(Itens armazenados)

▼

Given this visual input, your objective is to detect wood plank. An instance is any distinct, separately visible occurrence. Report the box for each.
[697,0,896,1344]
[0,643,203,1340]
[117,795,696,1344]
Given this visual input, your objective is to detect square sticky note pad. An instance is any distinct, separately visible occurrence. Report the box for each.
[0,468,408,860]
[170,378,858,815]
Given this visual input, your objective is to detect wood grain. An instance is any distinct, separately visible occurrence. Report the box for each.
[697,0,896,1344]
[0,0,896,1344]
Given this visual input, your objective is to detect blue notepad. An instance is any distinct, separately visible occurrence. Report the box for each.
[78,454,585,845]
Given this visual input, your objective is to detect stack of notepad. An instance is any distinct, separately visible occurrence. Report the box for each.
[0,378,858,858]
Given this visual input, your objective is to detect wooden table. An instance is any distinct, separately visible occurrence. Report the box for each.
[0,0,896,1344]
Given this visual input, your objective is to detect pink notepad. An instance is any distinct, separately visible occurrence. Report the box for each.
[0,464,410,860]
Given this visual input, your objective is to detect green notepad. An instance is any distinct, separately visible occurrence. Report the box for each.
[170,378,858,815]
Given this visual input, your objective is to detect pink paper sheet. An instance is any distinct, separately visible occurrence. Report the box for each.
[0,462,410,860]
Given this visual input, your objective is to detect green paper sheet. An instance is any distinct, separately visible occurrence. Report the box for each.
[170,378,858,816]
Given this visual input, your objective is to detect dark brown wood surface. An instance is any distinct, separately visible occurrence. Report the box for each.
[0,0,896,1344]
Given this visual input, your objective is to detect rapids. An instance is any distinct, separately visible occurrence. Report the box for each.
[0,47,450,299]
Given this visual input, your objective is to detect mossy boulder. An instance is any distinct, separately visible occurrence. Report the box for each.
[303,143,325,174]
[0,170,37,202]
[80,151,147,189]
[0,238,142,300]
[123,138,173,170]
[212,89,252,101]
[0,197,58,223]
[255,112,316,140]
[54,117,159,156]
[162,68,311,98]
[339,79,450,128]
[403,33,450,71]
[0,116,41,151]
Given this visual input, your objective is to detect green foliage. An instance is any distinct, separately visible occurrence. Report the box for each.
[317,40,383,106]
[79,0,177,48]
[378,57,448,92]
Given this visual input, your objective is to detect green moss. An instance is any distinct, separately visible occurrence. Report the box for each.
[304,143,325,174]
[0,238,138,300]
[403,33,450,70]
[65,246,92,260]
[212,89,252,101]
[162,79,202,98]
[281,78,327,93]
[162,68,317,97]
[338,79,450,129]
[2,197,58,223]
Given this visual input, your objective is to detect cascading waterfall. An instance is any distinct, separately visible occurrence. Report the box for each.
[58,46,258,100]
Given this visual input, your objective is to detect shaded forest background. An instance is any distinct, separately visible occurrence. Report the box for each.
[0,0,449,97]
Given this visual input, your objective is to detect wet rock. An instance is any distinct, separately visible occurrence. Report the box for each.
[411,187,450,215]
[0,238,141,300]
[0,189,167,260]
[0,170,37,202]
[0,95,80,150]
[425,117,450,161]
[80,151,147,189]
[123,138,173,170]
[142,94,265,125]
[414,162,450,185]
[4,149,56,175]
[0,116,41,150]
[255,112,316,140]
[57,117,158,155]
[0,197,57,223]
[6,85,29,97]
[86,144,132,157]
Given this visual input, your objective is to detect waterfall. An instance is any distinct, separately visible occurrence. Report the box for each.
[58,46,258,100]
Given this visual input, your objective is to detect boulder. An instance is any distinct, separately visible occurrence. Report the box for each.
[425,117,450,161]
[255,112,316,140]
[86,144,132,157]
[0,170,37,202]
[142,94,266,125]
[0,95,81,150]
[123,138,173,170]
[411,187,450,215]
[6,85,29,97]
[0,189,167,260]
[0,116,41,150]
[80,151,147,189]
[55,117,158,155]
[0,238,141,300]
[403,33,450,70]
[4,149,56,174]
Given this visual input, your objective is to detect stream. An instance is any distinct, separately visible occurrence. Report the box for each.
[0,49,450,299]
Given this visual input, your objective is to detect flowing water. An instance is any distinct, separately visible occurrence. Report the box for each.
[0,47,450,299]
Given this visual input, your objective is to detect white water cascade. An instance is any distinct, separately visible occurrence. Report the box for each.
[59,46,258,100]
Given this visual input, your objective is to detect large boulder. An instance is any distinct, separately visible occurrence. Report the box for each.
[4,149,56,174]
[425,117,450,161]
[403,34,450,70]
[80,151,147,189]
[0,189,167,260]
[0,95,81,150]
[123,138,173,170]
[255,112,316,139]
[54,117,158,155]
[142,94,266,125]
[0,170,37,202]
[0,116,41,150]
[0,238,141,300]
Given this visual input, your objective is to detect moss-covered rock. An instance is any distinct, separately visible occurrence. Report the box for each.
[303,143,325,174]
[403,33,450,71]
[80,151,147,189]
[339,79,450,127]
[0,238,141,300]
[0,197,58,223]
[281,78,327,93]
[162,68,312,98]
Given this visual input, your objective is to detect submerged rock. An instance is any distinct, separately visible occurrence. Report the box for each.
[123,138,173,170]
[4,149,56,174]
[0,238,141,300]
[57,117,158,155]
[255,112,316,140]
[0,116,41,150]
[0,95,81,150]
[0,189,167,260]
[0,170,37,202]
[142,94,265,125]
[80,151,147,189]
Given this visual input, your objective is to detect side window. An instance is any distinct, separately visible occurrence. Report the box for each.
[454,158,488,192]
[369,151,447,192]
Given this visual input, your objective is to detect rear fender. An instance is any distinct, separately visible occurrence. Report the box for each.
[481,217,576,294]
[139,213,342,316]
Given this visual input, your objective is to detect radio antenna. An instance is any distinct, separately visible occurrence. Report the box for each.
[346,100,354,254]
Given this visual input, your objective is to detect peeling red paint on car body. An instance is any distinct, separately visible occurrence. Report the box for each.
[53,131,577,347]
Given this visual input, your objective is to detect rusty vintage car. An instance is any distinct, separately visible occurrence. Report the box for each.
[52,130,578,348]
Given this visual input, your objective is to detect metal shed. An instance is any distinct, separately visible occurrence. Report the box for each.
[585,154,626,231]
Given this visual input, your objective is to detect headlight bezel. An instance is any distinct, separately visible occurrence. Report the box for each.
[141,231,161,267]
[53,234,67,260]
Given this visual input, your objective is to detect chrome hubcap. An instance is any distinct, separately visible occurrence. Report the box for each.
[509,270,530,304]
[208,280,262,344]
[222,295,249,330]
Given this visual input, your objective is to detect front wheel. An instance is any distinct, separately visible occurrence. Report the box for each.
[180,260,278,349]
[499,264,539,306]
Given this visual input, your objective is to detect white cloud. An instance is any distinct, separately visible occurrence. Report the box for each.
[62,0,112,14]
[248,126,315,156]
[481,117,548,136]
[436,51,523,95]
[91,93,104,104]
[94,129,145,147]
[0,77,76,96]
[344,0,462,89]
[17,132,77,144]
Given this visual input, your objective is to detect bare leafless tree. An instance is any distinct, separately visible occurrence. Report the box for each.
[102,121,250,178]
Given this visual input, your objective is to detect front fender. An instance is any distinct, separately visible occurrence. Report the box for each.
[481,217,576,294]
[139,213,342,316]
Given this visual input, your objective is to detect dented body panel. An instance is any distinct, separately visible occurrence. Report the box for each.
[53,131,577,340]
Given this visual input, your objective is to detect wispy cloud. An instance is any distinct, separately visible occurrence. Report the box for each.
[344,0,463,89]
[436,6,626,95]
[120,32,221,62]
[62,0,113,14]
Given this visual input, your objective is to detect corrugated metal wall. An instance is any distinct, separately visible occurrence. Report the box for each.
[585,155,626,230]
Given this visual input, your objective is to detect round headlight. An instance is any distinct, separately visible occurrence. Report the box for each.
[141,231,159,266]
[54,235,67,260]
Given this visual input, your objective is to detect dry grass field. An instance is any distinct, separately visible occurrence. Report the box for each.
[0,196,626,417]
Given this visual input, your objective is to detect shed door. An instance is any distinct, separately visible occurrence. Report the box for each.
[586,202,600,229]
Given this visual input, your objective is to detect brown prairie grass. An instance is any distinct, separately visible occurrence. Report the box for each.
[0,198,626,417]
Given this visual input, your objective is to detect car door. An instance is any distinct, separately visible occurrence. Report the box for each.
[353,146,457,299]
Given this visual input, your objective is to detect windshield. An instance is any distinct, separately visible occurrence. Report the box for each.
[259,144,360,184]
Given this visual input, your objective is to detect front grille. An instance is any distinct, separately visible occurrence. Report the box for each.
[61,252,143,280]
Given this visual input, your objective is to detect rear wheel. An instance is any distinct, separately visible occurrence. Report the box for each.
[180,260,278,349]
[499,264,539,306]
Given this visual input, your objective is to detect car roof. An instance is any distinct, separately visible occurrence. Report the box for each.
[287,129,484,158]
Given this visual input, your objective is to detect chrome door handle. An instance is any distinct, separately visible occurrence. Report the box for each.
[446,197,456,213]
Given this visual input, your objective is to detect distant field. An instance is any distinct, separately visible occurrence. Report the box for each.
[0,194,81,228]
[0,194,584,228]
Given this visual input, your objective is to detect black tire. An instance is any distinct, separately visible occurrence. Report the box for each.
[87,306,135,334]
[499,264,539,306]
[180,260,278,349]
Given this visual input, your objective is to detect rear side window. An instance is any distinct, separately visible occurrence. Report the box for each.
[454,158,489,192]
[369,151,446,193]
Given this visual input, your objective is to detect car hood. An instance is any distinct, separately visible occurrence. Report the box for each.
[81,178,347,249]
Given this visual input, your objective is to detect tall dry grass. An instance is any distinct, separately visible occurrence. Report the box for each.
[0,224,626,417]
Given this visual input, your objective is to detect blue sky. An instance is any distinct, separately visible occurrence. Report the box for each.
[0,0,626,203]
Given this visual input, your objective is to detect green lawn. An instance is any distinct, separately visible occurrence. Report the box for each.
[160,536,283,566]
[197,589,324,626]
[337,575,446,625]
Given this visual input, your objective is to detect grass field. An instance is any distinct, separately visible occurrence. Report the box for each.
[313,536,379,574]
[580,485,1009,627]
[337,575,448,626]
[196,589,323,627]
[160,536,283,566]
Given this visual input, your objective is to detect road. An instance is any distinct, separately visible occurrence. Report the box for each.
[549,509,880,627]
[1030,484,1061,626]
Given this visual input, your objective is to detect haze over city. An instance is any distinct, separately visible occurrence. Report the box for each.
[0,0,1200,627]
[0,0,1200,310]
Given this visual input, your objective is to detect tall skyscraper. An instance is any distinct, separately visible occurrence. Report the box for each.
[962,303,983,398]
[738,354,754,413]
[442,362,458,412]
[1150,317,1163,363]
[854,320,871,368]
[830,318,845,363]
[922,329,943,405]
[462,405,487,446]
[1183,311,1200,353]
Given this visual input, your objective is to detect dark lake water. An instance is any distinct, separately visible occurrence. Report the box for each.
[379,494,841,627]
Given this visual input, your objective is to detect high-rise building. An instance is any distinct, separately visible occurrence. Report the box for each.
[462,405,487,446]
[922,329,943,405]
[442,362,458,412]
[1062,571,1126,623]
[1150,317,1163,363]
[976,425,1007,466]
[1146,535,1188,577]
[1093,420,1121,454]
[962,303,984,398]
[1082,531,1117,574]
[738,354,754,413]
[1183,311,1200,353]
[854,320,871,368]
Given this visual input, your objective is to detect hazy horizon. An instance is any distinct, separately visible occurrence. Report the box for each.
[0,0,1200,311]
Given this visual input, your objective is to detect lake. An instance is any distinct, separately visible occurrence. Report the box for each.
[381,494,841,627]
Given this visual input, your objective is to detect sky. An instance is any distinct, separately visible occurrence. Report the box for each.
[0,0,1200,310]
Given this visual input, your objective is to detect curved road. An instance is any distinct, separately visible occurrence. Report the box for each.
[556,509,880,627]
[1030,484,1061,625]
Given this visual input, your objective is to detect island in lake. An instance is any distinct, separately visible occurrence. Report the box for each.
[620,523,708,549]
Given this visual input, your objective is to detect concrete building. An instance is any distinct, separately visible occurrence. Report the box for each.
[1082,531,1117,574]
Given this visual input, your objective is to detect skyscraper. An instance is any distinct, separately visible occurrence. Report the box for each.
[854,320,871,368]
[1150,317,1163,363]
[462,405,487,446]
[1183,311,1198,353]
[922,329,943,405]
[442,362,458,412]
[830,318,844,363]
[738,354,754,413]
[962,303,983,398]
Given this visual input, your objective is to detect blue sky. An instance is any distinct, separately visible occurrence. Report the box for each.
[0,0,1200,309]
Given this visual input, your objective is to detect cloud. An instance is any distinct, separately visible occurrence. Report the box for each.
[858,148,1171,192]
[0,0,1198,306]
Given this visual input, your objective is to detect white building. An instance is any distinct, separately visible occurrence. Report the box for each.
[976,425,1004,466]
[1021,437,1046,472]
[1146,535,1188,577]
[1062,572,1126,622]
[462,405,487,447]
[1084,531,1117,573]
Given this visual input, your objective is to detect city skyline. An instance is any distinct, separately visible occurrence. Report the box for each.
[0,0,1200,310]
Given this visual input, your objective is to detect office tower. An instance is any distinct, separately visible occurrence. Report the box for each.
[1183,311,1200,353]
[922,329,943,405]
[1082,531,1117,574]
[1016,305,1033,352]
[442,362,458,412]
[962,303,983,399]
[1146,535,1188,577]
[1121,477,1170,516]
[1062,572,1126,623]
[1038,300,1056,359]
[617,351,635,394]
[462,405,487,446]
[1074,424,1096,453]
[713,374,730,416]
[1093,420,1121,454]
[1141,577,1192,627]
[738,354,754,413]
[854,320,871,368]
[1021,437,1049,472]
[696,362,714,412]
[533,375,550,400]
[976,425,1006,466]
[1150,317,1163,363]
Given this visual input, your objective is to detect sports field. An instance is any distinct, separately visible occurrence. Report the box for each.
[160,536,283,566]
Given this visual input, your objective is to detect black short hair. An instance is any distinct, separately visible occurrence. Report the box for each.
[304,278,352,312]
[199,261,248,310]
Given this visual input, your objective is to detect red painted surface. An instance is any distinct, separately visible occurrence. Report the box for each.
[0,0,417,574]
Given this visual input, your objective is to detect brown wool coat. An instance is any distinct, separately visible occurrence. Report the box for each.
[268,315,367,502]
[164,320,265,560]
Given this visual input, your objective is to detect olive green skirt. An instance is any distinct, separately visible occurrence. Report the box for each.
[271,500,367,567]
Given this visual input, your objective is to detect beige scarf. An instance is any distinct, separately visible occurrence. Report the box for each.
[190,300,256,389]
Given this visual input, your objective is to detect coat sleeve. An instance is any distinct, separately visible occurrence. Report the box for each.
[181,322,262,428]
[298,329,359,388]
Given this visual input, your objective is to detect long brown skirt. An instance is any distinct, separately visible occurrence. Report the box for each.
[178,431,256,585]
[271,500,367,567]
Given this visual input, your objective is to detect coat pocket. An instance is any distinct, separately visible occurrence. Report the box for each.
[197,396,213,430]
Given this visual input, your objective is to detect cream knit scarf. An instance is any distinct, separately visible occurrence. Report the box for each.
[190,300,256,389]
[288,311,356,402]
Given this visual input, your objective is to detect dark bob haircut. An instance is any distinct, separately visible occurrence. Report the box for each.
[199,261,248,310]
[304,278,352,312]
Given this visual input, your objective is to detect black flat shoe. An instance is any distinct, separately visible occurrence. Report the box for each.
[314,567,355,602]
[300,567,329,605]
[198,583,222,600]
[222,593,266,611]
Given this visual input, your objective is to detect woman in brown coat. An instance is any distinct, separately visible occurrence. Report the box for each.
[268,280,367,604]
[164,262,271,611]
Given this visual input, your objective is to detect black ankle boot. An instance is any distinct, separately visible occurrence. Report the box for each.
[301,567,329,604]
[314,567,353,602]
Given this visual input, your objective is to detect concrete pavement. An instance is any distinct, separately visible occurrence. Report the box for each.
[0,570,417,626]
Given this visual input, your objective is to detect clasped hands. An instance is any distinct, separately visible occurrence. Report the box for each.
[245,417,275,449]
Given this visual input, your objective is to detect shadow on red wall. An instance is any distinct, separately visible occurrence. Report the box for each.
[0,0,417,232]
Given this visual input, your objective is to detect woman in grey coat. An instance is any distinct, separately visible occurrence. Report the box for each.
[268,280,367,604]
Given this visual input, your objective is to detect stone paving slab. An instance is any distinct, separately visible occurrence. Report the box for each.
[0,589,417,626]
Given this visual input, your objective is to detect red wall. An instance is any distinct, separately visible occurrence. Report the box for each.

▲

Altere o trecho de itens que vai da linha com "Given this visual input, your objective is to detect rusty" até a linha com "[53,234,67,260]", ambas incluídas, substituindo "metal shed" por "wooden barn" e deixando todo o resto igual.

Given this visual input, your objective is to detect rusty vintage car. An instance is any distinct, separately visible occurrence. Report the box for each.
[52,130,578,348]
Given this visual input, your objective is to detect wooden barn. An instance is any distinct, separately visible occurrence. Report the box for each.
[585,154,626,231]
Given this visual input, your objective is to detect headlight bezel. An instance is any distinct, separately visible occurrence. Report the box for each.
[141,231,161,267]
[53,234,67,260]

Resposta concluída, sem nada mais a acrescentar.